**Exercise data**
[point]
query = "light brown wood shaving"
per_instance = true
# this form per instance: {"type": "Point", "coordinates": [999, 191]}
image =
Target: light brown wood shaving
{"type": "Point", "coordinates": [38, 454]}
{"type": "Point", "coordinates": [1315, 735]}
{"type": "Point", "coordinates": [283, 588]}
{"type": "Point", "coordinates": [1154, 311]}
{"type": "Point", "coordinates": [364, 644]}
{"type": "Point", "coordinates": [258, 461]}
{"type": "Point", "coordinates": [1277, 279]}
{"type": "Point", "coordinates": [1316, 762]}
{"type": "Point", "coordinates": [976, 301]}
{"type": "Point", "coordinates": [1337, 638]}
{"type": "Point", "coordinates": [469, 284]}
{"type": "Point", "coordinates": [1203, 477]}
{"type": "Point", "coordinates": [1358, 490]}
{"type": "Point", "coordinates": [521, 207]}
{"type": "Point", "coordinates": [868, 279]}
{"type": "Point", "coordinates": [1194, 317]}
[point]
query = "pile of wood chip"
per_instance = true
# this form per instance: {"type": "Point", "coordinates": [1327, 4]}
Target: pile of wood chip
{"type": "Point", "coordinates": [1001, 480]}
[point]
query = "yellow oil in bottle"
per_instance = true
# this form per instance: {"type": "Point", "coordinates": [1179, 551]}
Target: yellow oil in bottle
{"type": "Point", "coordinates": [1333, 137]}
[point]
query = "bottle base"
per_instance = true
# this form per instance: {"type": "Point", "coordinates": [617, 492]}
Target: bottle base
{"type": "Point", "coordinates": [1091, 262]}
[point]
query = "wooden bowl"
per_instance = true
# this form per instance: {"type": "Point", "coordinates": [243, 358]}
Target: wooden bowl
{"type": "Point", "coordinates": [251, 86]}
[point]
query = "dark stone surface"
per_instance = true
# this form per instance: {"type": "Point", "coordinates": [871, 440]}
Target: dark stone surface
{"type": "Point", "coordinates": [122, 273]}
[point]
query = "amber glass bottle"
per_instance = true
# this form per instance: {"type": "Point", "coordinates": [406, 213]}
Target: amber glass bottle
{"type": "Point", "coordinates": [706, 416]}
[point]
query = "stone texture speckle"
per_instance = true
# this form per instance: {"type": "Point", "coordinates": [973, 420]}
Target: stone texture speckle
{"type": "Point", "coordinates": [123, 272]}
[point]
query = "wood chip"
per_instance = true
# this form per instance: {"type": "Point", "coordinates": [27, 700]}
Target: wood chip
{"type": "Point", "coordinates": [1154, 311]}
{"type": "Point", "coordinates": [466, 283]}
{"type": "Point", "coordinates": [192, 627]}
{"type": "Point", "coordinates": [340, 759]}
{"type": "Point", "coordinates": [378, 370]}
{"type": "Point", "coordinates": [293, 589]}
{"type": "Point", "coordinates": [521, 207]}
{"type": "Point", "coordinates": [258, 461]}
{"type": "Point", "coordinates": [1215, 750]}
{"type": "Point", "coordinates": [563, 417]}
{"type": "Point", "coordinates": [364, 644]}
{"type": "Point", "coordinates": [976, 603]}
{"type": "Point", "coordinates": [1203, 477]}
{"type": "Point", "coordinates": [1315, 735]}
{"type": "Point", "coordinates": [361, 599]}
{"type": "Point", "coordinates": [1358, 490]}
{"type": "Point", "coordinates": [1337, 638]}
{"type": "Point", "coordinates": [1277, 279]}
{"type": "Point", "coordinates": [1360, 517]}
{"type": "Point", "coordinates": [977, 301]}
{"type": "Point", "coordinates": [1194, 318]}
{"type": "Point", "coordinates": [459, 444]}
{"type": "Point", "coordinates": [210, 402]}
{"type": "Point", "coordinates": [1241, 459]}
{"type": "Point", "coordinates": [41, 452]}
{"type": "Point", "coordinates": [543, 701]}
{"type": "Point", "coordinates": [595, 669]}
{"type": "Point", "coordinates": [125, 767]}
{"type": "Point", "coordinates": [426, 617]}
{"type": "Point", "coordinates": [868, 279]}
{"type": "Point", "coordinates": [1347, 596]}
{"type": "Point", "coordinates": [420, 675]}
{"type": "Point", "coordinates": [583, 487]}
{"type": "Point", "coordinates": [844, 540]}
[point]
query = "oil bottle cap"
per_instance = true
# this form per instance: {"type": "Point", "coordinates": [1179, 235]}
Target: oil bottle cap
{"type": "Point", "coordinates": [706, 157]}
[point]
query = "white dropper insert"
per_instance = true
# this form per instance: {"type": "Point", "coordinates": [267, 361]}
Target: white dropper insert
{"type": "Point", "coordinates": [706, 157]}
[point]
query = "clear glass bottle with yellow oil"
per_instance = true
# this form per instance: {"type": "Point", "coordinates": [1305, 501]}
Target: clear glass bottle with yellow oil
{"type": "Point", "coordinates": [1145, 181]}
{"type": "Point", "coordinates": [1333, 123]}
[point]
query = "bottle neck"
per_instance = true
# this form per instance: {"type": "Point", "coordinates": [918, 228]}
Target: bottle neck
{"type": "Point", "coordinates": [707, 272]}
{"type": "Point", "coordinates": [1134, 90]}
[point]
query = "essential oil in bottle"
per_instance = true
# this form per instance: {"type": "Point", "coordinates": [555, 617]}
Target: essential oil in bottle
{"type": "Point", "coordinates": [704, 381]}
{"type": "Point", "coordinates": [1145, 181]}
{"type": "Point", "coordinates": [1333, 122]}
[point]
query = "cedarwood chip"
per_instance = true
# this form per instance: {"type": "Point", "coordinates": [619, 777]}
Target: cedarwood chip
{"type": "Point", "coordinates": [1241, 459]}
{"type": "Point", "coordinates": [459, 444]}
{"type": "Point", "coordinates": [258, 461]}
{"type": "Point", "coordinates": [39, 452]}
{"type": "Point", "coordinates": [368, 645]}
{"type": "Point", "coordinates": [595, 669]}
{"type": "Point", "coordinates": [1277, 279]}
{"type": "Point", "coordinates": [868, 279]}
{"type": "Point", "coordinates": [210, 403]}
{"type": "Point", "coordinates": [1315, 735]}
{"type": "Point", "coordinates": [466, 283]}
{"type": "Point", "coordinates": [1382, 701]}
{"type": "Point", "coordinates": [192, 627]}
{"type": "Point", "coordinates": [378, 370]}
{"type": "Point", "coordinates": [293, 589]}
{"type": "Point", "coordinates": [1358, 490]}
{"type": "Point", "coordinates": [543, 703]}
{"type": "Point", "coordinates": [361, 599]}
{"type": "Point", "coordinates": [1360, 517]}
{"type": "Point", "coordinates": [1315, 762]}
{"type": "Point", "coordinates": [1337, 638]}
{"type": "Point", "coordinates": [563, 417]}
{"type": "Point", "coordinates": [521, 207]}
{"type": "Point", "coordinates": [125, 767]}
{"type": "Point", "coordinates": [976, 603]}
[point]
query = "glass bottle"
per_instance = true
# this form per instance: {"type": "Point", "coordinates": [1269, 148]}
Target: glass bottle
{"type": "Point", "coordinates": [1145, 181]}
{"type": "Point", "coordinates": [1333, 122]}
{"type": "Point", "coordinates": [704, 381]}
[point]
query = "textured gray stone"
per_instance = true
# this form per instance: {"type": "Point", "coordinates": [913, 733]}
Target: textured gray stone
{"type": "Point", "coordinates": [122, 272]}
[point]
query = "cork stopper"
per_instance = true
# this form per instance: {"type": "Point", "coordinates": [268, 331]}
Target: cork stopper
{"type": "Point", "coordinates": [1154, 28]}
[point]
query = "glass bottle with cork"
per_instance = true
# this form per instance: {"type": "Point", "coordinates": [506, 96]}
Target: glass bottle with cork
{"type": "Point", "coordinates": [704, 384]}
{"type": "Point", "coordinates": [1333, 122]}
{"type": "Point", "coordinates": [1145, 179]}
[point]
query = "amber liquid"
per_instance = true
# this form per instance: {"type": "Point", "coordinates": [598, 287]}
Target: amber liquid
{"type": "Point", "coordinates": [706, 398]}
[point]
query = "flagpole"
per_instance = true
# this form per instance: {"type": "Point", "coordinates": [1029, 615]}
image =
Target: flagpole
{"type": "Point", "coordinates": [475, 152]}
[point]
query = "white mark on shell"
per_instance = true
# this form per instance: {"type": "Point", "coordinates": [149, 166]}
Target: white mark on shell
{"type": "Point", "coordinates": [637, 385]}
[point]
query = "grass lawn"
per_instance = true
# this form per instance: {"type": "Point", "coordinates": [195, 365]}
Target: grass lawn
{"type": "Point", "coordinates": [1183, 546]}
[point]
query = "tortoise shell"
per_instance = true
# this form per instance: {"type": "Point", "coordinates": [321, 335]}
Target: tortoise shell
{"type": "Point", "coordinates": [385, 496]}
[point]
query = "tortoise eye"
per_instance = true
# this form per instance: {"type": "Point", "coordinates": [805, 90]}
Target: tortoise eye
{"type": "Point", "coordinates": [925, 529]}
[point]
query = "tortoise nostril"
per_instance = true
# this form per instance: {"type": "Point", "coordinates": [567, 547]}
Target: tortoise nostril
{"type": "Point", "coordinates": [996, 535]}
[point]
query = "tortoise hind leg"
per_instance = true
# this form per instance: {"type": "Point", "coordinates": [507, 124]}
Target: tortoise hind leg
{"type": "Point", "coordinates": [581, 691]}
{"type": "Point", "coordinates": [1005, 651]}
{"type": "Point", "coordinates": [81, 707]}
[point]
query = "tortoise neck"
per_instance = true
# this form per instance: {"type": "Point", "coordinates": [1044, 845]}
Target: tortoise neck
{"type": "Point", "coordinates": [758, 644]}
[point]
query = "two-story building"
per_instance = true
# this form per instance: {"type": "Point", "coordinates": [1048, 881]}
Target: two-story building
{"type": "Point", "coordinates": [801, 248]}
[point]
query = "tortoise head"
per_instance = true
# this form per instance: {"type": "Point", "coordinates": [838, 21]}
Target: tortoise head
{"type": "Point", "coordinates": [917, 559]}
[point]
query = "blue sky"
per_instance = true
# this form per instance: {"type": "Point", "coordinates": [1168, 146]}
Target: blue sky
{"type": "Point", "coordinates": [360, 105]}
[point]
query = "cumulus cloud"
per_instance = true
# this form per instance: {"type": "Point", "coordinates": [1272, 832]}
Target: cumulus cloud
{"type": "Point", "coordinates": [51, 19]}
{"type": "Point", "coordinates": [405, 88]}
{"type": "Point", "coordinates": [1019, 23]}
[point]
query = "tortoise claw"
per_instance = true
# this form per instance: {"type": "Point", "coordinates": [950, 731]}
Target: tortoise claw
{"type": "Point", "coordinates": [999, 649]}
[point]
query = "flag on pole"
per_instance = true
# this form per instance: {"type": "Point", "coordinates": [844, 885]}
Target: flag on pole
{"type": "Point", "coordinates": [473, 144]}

**Exercise**
Find each line in the data above that contains the string "shaving", and copy those lines out in full.

**Answer to this exercise**
query = "light brown wood shaving"
Target: light brown wood shaving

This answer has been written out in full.